### [Records from a data source]

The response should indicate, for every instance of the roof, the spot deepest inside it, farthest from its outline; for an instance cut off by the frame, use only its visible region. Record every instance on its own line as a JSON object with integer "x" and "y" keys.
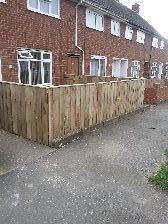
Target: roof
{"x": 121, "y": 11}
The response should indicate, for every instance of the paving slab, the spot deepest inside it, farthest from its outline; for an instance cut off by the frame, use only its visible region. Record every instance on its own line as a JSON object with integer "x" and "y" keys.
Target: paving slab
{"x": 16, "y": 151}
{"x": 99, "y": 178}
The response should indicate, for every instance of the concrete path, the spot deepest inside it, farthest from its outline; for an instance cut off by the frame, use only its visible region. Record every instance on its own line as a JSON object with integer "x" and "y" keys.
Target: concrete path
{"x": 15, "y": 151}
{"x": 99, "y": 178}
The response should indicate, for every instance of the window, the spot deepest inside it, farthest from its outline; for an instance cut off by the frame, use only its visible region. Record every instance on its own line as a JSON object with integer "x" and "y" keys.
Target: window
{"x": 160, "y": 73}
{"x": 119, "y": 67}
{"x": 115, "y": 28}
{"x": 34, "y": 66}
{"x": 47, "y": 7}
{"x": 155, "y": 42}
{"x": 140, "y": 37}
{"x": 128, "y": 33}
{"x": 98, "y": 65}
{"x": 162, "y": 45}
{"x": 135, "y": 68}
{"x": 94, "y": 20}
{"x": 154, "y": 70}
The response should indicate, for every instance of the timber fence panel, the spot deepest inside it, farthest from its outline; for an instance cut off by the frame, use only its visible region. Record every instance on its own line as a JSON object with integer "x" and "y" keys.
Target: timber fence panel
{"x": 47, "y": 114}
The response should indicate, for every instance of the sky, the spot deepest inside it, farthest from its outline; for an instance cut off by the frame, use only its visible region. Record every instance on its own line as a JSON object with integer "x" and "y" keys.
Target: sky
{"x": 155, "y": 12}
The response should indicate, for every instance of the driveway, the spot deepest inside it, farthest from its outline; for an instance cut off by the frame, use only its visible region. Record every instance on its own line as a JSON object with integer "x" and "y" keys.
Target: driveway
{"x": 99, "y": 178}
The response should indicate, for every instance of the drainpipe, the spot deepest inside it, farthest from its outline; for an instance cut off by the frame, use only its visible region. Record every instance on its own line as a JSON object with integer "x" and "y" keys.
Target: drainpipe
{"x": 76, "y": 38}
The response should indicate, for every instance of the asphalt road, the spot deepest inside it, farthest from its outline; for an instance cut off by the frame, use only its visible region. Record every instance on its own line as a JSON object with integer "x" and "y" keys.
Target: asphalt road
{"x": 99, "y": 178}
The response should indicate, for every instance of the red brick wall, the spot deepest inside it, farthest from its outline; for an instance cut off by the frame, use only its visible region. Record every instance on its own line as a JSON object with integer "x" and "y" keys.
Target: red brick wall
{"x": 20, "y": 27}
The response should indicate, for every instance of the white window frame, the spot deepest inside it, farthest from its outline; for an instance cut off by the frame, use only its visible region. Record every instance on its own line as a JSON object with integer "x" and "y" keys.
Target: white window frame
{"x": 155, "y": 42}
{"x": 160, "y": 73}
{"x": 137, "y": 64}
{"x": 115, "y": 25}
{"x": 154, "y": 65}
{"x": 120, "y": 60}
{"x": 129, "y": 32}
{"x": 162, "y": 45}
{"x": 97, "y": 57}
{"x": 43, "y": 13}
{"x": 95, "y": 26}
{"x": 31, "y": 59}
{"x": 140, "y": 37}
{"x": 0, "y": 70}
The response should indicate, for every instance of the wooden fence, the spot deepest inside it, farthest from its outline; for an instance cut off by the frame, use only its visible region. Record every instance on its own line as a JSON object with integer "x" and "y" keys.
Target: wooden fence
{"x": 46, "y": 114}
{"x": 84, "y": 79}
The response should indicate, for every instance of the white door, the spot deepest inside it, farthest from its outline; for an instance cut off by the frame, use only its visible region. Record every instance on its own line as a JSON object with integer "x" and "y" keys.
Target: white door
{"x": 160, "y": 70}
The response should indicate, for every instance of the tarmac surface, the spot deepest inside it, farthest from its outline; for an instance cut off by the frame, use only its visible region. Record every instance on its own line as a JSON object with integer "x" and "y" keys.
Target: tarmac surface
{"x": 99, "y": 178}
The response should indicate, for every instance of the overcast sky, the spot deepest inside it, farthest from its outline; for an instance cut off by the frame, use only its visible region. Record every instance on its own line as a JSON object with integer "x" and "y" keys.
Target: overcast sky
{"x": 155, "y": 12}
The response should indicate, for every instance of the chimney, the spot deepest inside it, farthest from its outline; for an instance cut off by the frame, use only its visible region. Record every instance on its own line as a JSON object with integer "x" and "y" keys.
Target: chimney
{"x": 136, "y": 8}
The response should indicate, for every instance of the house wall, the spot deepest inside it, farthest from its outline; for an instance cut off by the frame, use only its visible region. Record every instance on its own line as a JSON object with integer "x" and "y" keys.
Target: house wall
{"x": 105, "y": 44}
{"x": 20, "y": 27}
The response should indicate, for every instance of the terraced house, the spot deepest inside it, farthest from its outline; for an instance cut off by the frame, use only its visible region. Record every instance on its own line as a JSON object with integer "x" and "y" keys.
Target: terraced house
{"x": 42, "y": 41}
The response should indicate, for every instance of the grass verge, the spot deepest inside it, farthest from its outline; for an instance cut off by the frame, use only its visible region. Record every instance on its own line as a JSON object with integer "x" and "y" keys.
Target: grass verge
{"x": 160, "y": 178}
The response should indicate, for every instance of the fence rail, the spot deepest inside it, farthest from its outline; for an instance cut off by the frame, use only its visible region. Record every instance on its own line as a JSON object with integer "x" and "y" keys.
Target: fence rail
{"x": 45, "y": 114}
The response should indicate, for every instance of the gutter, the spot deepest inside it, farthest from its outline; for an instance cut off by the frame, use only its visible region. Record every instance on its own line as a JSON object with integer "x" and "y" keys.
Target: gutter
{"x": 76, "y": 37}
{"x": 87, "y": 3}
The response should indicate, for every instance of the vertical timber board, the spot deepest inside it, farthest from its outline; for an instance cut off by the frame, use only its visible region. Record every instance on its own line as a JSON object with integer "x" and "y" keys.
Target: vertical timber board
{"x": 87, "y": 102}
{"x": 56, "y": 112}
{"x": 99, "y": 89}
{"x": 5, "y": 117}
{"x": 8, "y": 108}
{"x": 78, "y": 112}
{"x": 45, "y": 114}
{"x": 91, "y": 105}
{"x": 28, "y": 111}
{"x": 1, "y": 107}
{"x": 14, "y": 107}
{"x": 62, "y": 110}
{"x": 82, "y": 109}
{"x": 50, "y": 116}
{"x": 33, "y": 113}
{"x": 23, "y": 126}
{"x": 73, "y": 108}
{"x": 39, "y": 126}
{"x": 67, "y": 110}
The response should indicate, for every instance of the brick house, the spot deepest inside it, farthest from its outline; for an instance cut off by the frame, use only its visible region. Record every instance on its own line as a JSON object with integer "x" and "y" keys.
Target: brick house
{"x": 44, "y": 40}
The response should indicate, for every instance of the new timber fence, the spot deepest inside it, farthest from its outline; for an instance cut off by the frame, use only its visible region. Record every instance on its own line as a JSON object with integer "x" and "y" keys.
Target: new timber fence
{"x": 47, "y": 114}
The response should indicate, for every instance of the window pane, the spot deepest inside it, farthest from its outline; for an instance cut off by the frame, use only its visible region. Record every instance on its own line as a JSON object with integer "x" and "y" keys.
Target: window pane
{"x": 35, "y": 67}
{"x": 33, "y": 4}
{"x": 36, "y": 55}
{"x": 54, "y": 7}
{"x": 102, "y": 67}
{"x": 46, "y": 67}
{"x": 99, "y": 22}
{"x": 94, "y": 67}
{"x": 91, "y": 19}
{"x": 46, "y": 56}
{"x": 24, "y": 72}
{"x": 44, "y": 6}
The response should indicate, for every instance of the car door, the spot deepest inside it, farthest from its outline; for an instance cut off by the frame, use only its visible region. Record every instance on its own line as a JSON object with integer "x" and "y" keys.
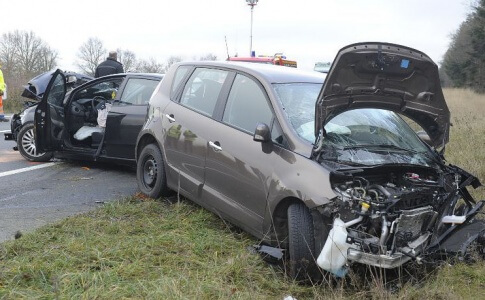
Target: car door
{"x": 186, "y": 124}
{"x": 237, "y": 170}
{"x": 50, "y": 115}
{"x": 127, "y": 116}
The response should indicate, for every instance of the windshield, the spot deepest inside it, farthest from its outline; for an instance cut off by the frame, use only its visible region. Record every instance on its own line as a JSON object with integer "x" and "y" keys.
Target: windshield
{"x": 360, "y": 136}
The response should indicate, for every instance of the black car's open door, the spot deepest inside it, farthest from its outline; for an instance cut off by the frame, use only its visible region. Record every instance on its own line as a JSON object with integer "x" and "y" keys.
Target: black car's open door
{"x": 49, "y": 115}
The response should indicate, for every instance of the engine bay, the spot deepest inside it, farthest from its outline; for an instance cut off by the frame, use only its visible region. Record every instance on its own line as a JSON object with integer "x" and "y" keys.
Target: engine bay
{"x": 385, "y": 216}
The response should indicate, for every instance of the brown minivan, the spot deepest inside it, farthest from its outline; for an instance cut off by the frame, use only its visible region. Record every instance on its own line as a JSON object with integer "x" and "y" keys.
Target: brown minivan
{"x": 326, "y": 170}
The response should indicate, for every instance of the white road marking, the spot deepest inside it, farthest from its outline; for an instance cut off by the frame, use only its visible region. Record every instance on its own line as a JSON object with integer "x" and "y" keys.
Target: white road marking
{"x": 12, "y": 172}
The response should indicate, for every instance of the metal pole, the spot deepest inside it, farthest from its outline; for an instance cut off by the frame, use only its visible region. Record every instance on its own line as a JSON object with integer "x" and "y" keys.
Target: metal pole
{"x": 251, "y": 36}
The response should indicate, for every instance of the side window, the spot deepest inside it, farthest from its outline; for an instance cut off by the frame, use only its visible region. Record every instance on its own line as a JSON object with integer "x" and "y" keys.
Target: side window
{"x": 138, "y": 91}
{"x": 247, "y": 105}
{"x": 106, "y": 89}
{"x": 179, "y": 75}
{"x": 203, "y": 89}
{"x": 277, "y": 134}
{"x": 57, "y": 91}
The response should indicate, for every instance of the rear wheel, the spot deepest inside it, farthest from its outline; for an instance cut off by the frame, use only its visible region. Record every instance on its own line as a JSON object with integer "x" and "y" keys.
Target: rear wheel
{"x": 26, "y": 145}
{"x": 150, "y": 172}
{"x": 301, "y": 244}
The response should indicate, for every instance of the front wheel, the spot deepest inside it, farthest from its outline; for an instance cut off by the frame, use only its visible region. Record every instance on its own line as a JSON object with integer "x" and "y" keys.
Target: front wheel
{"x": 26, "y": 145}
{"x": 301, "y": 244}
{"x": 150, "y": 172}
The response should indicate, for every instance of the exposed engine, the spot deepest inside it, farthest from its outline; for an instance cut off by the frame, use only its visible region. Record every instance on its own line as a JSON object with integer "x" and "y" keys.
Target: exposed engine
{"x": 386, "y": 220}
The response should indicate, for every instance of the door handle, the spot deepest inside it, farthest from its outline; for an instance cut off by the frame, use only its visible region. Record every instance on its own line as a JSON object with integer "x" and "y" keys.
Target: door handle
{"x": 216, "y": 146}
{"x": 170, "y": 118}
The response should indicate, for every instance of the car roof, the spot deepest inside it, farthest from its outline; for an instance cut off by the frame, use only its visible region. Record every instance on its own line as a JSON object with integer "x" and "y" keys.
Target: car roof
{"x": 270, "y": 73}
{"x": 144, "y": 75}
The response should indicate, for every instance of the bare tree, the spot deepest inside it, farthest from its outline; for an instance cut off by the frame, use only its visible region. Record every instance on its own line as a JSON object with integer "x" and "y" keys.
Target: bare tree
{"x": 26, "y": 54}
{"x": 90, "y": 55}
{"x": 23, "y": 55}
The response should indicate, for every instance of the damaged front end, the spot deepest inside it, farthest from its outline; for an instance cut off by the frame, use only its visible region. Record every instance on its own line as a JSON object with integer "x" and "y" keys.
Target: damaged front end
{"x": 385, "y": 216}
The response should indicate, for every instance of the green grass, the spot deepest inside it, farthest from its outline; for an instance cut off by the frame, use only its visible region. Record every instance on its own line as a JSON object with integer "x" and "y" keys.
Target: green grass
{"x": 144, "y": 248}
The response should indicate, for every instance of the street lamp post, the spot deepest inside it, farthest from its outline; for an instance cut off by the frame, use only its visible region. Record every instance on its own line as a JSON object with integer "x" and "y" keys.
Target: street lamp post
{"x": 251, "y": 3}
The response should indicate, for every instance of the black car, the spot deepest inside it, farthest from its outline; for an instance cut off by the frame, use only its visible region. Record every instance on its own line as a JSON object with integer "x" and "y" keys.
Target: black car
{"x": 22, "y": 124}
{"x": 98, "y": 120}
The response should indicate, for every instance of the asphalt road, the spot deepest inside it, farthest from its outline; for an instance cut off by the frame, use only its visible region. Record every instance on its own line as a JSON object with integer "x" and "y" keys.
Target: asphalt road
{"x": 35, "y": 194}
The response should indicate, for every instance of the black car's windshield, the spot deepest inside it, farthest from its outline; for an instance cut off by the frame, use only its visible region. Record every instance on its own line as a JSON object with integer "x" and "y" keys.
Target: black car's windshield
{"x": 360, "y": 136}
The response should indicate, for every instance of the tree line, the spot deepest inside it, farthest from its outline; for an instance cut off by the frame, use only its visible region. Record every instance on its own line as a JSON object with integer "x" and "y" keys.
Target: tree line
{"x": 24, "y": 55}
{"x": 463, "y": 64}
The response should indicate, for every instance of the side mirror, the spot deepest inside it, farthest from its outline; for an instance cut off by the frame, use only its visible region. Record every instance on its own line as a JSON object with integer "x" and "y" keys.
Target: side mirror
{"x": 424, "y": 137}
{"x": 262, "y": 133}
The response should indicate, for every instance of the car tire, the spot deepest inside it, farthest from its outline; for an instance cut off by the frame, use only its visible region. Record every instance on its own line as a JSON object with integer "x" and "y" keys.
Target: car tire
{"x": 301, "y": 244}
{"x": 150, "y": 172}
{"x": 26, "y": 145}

### [Exercise instructions]
Produce an exact repeat of the lines from the one containing "car tire, the" through the last line of the data, and nothing more.

### [Output of the exercise]
The response should indicate, for every instance of the car tire, the spot deepest inside it, farthest from its outline; for an instance cut off by the frame, use only its visible region. Record every instance on its own line as a JSON object with integer "x" and "y" keys.
Target: car tire
{"x": 301, "y": 244}
{"x": 150, "y": 172}
{"x": 26, "y": 145}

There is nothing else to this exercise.